- _Instructies opdracht_
Zet de regels vanaf de regel met "Point out each white metal" tot en met de regel met "198, 797, 238]]" om in een JSON-lijst van strings, met één string per regel. Laat lege regels weg.

·····

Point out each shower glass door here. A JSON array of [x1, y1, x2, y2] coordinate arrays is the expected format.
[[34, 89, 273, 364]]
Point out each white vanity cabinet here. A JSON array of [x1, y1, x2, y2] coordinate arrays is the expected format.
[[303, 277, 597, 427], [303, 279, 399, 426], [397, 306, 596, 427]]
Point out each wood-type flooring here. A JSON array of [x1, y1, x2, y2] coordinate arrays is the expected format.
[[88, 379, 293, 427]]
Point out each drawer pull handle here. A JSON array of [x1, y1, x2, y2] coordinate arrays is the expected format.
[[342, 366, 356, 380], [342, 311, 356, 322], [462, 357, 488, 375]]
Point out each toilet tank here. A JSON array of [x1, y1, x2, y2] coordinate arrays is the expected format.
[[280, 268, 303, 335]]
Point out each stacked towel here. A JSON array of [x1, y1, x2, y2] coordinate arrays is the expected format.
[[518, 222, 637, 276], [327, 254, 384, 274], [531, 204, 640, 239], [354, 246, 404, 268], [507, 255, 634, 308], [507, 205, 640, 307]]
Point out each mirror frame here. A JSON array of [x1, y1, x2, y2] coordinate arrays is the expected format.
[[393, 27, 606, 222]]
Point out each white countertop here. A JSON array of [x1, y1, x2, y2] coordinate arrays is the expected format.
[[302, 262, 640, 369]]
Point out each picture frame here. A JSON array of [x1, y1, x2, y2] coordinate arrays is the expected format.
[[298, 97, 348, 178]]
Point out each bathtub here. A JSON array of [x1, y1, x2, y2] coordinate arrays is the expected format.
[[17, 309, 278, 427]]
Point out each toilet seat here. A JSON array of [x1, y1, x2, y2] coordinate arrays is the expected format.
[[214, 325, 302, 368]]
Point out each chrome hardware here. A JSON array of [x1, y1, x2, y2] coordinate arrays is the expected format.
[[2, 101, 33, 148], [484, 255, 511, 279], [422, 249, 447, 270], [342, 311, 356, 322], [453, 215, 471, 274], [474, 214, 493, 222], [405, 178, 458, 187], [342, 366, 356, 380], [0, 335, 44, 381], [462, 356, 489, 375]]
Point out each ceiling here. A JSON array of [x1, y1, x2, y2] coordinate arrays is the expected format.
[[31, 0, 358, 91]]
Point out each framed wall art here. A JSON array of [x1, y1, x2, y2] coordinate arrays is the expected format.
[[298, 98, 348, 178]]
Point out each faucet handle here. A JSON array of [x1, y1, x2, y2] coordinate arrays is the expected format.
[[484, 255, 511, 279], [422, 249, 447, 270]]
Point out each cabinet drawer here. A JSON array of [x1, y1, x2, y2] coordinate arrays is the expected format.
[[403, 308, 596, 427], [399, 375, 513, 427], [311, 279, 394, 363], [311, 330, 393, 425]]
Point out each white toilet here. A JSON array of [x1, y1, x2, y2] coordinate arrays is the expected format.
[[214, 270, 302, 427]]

·····

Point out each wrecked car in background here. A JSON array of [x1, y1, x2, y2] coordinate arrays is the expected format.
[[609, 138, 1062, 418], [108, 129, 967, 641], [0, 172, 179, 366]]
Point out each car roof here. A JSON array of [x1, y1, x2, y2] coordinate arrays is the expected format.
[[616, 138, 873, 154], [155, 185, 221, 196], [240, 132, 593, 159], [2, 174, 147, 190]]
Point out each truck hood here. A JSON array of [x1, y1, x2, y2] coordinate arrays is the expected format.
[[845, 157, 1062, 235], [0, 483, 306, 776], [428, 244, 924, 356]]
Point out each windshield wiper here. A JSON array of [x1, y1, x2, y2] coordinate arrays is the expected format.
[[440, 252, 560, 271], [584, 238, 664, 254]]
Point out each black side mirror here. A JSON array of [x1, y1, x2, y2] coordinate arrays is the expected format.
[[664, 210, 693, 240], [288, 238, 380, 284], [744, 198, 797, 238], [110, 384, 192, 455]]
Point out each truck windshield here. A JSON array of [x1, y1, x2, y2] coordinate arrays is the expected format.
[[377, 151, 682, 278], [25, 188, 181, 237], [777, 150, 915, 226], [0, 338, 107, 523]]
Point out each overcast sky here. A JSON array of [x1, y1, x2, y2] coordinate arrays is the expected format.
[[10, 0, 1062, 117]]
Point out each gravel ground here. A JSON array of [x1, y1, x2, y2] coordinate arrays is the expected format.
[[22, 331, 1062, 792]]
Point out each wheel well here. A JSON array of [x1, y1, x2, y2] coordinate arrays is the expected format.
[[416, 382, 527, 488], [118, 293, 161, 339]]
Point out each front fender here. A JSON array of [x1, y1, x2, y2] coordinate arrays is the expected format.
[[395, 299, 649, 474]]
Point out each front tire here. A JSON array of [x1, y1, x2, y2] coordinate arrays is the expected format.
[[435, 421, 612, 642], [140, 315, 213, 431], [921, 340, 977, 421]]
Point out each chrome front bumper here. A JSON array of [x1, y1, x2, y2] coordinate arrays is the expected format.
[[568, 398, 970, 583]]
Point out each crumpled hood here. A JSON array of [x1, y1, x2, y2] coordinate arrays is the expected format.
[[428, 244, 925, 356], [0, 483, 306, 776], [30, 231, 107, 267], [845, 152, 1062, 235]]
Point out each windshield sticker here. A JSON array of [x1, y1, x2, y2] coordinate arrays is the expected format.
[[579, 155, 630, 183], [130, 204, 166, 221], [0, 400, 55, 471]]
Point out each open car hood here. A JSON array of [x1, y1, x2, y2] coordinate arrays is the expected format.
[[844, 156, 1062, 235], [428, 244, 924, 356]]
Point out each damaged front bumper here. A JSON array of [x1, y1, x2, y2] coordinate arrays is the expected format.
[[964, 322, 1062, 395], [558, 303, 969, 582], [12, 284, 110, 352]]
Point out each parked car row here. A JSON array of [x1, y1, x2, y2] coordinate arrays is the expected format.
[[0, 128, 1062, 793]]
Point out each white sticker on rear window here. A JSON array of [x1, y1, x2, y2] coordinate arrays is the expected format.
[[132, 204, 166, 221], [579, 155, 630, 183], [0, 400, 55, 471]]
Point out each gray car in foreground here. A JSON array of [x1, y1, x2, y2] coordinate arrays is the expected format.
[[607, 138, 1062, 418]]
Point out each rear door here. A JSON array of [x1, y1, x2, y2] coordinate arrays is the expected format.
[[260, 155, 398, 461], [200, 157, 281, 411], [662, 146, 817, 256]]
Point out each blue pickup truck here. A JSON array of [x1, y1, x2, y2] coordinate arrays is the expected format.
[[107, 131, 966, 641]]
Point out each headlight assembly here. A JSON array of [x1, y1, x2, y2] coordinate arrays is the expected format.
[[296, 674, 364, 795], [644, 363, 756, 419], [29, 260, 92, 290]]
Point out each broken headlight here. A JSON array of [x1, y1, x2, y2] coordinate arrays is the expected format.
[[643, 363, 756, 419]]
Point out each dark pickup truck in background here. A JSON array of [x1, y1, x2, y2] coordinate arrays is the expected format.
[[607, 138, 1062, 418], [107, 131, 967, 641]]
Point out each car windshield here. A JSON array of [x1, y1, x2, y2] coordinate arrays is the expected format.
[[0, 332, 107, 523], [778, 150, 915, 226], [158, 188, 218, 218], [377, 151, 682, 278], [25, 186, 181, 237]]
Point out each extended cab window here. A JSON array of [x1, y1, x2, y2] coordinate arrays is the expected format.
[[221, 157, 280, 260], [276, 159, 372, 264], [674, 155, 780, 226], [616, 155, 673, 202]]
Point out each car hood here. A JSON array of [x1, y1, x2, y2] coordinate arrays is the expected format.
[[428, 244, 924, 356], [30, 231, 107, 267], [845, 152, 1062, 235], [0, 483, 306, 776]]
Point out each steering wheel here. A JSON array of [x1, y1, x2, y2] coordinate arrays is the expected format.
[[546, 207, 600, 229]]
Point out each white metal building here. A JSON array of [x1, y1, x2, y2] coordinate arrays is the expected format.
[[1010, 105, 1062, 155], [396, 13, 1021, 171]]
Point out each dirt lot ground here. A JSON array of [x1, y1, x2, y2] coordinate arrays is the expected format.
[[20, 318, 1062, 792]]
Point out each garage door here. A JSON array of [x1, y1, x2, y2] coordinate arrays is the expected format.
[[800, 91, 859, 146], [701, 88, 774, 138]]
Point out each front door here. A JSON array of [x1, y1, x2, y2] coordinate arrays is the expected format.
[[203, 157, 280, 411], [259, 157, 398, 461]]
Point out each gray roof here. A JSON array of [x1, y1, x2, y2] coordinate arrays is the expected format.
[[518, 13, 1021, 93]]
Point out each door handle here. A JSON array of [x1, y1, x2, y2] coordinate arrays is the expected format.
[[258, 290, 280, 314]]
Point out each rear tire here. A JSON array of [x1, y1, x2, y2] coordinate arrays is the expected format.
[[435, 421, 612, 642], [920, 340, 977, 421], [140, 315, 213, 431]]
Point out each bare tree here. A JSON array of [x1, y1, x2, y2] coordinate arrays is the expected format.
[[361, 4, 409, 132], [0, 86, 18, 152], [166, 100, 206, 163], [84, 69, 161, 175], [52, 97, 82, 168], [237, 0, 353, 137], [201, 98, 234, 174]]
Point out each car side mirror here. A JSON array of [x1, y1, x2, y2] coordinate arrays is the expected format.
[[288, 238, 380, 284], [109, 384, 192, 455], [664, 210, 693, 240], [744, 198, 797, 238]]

·····

- _Oplossing_
[
  "Point out each white metal building here. A JSON array of [x1, y1, x2, y2] coordinate arrays is the expected format.",
  "[[1010, 105, 1062, 155], [396, 13, 1021, 171]]",
  "Point out each dirt lot ground here. A JSON array of [x1, y1, x2, y2] coordinate arrays is the expected format.",
  "[[20, 318, 1062, 792]]",
  "Point out each garage door here. A JSON array of [x1, y1, x2, y2] coordinate arrays is the expected format.",
  "[[800, 91, 859, 146], [701, 88, 774, 138]]",
  "Point out each front door here. A JSON array of [x1, y1, x2, y2] coordinate arrays is the expected format.",
  "[[203, 157, 280, 411], [259, 157, 398, 461]]",
  "Point out each gray roof here. A JSON array of [x1, y1, x2, y2] coordinate arrays is the expected format.",
  "[[518, 13, 1021, 93]]",
  "Point out each door handle here. A JSON array of [x1, y1, x2, y2] coordinate arrays is the expected format.",
  "[[258, 290, 280, 314]]",
  "Point out each rear tire here. A JSON array of [x1, y1, x2, y2] coordinate arrays is the expected format.",
  "[[435, 421, 612, 642], [920, 340, 977, 421], [140, 315, 213, 431]]",
  "Point out each bare tree here. A JSON array of [x1, y1, x2, y2] coordinate arrays is the expected format.",
  "[[361, 4, 409, 132], [0, 86, 18, 152], [166, 100, 206, 163], [84, 69, 161, 175], [52, 97, 82, 168], [237, 0, 353, 137], [201, 98, 234, 174]]",
  "Point out each car side mirror here. A JSON array of [x1, y1, x2, y2] coordinate arrays is the expected format.",
  "[[288, 238, 380, 284], [109, 384, 192, 455], [664, 210, 693, 240], [744, 198, 797, 238]]"
]